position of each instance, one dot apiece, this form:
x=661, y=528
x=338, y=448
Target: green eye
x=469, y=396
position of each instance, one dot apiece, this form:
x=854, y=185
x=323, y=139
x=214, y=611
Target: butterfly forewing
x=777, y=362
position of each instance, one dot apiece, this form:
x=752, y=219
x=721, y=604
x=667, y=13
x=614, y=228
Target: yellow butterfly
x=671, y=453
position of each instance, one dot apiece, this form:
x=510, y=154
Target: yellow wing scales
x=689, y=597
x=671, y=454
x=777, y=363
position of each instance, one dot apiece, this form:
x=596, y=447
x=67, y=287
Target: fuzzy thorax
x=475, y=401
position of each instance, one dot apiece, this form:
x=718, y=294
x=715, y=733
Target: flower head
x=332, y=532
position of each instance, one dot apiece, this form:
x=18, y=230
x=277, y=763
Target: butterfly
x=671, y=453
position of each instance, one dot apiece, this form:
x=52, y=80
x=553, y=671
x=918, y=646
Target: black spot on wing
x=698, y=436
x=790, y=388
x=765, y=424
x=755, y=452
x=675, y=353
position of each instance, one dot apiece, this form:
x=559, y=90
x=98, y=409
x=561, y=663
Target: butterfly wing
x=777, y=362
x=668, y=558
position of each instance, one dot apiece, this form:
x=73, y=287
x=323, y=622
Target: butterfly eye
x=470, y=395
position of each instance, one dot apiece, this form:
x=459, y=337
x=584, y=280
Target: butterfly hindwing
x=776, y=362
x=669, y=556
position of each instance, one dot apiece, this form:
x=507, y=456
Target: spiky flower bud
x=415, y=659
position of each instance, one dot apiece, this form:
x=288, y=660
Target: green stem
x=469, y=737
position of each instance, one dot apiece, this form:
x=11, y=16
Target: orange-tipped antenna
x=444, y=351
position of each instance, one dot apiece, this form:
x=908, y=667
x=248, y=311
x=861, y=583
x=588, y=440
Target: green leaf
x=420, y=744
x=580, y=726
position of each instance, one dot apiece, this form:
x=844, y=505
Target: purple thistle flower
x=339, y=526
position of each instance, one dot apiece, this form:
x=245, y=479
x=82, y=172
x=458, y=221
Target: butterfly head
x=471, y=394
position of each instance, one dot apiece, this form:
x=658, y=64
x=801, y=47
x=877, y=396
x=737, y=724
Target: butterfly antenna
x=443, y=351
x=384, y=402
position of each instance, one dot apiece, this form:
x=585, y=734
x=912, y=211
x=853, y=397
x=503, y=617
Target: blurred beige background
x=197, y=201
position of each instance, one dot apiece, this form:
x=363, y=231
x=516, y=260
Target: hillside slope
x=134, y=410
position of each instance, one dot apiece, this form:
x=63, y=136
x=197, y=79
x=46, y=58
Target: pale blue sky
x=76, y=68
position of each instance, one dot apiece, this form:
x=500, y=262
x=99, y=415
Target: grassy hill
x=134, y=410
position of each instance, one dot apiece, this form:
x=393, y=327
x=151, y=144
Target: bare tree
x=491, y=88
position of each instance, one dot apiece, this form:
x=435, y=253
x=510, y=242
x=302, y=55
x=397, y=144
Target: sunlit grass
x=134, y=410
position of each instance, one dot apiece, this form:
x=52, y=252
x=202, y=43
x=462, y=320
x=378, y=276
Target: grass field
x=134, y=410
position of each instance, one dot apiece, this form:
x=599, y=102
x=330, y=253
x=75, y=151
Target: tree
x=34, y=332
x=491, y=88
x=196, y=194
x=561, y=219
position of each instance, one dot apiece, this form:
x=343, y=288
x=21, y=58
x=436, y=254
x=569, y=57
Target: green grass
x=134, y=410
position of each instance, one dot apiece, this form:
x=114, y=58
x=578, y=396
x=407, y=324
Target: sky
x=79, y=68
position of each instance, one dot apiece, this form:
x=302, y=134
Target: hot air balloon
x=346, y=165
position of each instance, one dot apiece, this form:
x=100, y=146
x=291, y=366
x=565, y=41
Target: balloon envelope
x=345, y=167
########
* **Work request**: Only what runs from the line containing "x=569, y=57" through the final line of the entries above belongs in the answer, restated exactly.

* **Expected answer**:
x=569, y=57
Target: green grass
x=134, y=410
position of each instance, one dot apiece, this form:
x=114, y=58
x=578, y=396
x=407, y=324
Target: sky
x=79, y=68
position of each instance, one dot apiece, this form:
x=302, y=134
Target: hot air balloon
x=346, y=165
position of each instance, one dot apiece, this form:
x=100, y=146
x=291, y=366
x=565, y=41
Target: balloon envelope
x=345, y=167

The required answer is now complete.